In the forum thread below, what error is thrown when the module containing the test statements is loaded?

**Text passage:**
------------------------------------

Not that I am in any circumstance endorse the usage of codes but to make such code a bit more portable between chars (recommended) and codes, one can write [C] = "\n" in place of C = 0'\n or C = '\n'.

infogulch Apr 13, 2022
Author

Hm, I tried it like field_end --> {[C] = ";"},[C]. and field([C | Cs]) --> [C], {maplist(dif(C), [eof,eol|"\n;"])}, field(Cs). which I think matches your suggestion, but it doesn't parse correctly in swi with chars after using either of these forms.

Separately, I was trying to add 'tests' for edge cases by adding statements like: :- phrase(rows([["a"],["b"]]), "a\nb"). but this throws error(syntax_error(inconsistent_entry),load/1) when I load the module. Is this invalid? Is there some other way to do it?

UWN Apr 13, 2022

doesn't parse correctly in swi with chars

Right, SWI only supports codes.

------------------------------------

**Data rows:**
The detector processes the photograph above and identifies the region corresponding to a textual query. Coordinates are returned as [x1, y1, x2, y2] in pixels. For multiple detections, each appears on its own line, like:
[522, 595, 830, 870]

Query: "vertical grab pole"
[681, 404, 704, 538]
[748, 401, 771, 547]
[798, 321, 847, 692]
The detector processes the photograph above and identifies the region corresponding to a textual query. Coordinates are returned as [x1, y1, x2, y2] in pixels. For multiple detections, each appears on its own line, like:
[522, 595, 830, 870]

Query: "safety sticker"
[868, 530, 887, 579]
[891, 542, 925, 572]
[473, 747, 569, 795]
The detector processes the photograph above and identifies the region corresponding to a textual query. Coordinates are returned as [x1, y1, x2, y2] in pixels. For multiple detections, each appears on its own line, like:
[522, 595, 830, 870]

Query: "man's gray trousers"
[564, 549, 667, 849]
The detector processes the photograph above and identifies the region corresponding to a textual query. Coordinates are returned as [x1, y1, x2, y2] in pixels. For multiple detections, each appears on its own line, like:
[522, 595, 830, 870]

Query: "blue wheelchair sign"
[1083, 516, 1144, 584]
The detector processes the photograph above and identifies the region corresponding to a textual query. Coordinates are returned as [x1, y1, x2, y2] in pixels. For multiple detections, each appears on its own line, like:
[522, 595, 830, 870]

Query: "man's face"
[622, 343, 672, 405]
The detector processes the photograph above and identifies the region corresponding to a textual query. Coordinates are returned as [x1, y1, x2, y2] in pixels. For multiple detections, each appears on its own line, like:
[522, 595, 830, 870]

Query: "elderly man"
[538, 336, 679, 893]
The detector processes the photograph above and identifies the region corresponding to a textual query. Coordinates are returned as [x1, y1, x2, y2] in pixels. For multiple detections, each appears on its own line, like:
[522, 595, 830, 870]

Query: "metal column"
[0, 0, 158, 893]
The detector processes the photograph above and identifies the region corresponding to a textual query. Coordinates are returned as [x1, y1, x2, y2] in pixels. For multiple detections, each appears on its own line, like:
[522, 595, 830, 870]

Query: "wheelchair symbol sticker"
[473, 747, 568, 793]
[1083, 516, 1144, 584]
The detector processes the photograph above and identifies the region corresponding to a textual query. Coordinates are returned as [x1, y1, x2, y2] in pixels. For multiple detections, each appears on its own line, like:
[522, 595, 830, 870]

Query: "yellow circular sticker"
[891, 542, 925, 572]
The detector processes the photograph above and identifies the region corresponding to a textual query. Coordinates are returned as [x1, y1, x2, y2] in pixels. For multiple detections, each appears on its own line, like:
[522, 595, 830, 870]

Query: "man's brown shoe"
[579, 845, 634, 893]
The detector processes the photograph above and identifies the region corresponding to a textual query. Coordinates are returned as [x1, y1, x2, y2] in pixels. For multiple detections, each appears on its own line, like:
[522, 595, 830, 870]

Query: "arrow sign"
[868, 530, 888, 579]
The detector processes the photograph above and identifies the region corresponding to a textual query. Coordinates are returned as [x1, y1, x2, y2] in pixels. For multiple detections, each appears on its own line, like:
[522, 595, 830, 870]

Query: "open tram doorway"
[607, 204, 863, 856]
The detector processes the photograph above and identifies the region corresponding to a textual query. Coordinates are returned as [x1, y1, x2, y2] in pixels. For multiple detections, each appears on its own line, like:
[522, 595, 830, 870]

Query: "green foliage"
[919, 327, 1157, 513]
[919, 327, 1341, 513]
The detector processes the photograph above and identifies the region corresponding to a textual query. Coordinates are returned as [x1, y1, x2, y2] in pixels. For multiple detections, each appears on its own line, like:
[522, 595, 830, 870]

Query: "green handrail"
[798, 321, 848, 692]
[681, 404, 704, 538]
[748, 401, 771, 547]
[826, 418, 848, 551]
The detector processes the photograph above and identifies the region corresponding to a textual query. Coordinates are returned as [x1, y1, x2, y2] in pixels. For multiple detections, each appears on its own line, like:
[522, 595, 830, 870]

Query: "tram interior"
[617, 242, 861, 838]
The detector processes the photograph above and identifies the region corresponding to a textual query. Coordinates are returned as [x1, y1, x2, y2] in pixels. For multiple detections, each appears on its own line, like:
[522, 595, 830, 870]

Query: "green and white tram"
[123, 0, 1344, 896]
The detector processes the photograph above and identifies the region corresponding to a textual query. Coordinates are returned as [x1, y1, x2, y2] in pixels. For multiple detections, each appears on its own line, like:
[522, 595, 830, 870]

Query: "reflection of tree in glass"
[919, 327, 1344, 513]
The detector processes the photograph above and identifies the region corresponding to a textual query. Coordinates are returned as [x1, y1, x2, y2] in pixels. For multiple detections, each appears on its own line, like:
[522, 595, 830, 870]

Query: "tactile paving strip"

------------------------------------

**Output of the task:**
error(syntax_error(inconsistent_entry),load/1)